Dataset records:
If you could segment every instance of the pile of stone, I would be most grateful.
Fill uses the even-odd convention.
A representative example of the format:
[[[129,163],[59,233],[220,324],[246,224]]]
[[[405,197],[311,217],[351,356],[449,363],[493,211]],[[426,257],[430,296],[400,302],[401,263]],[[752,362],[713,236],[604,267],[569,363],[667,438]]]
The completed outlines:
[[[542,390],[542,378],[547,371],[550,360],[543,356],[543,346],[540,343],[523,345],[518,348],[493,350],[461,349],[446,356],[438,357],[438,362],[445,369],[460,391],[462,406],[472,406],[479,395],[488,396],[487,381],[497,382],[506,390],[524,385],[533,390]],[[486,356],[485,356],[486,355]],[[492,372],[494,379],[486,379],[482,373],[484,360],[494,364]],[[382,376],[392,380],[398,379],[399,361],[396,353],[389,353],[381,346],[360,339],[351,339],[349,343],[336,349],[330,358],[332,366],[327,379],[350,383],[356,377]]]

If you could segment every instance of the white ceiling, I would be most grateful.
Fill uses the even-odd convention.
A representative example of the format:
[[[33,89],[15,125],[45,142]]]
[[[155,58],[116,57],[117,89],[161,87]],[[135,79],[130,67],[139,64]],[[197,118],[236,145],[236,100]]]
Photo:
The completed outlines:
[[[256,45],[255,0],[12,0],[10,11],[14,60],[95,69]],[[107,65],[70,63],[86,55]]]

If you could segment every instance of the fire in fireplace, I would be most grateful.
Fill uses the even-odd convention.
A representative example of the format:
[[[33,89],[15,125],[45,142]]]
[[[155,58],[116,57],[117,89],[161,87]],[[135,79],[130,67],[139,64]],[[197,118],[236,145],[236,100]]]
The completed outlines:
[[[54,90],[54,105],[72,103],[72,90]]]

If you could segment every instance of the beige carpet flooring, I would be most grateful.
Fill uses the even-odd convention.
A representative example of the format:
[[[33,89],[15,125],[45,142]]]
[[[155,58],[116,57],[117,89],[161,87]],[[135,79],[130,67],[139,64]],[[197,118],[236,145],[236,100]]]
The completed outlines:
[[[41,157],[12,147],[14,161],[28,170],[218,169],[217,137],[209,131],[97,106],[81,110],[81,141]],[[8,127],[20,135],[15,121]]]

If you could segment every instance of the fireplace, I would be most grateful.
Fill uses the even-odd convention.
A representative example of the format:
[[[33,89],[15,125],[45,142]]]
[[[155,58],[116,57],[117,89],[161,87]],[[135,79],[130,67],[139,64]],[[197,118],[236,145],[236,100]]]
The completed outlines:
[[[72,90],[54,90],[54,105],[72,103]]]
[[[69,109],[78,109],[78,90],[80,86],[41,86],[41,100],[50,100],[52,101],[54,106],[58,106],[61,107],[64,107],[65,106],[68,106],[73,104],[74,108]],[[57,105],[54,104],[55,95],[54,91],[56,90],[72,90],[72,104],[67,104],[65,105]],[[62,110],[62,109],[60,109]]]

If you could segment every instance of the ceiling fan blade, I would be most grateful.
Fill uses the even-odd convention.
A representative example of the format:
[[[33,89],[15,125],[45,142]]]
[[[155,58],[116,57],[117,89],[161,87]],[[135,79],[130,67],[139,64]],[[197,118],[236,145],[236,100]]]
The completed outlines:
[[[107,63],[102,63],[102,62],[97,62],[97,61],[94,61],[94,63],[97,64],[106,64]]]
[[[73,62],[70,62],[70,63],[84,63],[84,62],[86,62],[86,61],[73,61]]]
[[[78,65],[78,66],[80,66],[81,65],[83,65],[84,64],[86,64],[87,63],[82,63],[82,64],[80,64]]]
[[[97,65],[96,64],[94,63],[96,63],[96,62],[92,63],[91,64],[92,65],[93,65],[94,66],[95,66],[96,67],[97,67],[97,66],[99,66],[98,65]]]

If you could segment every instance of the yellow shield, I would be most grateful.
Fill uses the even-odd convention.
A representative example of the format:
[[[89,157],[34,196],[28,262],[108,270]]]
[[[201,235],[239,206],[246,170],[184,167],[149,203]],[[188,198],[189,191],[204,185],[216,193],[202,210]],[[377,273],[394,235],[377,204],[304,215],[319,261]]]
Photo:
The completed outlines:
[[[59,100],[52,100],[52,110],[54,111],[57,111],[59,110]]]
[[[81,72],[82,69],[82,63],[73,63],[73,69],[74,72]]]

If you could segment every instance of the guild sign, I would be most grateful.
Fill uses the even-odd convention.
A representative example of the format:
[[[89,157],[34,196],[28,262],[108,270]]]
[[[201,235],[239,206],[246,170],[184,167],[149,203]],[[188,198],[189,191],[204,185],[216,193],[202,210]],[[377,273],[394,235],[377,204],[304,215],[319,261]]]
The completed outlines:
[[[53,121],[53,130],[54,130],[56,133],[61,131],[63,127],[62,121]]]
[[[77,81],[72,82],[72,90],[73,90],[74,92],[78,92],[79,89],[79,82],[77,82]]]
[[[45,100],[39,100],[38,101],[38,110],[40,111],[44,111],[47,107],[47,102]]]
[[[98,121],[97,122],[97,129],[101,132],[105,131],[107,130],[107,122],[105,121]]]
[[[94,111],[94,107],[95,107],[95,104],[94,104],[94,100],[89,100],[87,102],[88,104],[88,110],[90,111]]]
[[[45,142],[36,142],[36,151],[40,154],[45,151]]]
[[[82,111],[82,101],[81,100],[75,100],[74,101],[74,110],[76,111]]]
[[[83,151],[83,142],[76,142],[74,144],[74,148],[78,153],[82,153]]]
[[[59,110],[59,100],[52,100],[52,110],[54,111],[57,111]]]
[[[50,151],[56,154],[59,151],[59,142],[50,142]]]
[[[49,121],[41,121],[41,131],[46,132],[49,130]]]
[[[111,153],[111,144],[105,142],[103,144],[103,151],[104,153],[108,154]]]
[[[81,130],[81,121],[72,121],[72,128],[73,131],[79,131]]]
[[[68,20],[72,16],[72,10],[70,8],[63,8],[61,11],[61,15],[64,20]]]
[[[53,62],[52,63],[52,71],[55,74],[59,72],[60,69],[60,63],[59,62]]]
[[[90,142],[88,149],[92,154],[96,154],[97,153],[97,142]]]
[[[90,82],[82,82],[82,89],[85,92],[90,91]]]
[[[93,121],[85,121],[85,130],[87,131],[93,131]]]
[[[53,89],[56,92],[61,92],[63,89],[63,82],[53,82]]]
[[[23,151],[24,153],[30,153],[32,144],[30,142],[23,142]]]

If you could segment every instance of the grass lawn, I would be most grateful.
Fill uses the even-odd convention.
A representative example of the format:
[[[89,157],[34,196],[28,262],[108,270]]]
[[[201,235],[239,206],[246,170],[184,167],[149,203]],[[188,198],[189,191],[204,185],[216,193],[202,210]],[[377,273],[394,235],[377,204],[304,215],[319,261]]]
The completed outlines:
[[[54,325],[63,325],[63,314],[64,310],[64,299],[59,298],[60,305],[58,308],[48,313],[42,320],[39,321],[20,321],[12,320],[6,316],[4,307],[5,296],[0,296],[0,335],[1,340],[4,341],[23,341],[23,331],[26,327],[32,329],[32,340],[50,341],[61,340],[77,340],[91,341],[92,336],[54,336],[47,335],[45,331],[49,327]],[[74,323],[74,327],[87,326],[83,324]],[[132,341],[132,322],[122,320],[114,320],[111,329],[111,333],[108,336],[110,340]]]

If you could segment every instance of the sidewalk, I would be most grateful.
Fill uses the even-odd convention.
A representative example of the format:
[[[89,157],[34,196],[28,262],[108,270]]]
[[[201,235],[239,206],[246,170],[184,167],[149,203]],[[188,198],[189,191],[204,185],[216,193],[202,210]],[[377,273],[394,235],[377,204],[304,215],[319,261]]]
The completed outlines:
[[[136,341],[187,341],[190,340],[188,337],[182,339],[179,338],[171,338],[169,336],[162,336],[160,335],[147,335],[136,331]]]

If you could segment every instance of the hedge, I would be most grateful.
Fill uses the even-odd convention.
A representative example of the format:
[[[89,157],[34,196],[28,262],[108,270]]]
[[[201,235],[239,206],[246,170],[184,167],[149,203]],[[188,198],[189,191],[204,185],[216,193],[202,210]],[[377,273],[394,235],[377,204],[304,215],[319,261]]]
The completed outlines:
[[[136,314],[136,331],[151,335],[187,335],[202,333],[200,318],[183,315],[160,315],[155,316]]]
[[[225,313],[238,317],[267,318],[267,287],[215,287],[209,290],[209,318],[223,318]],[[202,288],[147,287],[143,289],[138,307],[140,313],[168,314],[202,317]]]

Instruction: Rewrite the lines starting with the one that contains "If you could segment every instance of the yellow" and going on through the one that contains "[[[81,72],[82,69],[82,63],[73,63],[73,69],[74,72]]]", changing "yellow shield" to "golden shield" and leaving everything else as it is. Return only those lines.

Task output:
If you could segment every instance of the golden shield, I would be most grateful.
Fill uses the even-odd convention.
A representative example of the format:
[[[89,157],[34,196],[28,262],[108,270]]]
[[[201,235],[239,206],[246,170],[184,167],[149,203]],[[188,198],[189,191],[204,185],[216,193],[202,210]],[[377,273],[394,235],[377,204],[304,215],[319,261]]]
Photo:
The completed outlines:
[[[59,100],[52,100],[52,110],[54,111],[57,111],[59,110]]]
[[[81,72],[82,69],[82,63],[73,63],[73,69],[74,72]]]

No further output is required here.